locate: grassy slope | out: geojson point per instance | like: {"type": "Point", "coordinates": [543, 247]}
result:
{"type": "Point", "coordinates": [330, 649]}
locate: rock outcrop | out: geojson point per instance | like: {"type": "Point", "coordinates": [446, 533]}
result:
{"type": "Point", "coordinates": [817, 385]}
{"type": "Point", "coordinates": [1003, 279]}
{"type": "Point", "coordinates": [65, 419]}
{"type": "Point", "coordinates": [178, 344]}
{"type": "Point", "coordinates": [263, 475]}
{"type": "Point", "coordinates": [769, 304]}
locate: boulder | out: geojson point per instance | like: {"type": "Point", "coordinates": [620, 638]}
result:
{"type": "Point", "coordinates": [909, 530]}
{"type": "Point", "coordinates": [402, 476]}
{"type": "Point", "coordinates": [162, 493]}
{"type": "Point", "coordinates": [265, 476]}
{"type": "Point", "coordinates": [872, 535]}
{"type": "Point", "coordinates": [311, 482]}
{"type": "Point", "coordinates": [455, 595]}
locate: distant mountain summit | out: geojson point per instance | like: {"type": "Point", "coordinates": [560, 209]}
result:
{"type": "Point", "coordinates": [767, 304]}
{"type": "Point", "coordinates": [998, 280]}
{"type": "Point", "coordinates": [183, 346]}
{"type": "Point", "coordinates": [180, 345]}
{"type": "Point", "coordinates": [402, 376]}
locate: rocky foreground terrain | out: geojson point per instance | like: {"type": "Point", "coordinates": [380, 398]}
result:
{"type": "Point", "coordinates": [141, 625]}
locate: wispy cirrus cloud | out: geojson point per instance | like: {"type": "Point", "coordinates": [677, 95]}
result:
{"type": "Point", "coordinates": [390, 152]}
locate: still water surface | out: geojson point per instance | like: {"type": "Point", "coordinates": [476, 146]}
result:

**ACTION ITEM:** Extract every line from the records above that contains the word "locate".

**FINISHED TASK:**
locate: grassy slope | out: geojson point per instance | like: {"type": "Point", "coordinates": [543, 247]}
locate: rock outcrop | out: geojson point per instance | like: {"type": "Point", "coordinates": [446, 533]}
locate: boulder | out: geojson point per instance | like: {"type": "Point", "coordinates": [620, 638]}
locate: distant mountain summit | out: geojson point per instance | like: {"type": "Point", "coordinates": [560, 209]}
locate: rocky foreground terrain | out: geojson point per instance | like: {"type": "Point", "coordinates": [380, 398]}
locate: wispy cirrus cloud | out: geojson point per instance | like: {"type": "Point", "coordinates": [677, 95]}
locate: still water surface | out: geojson point per instance | like: {"type": "Point", "coordinates": [476, 146]}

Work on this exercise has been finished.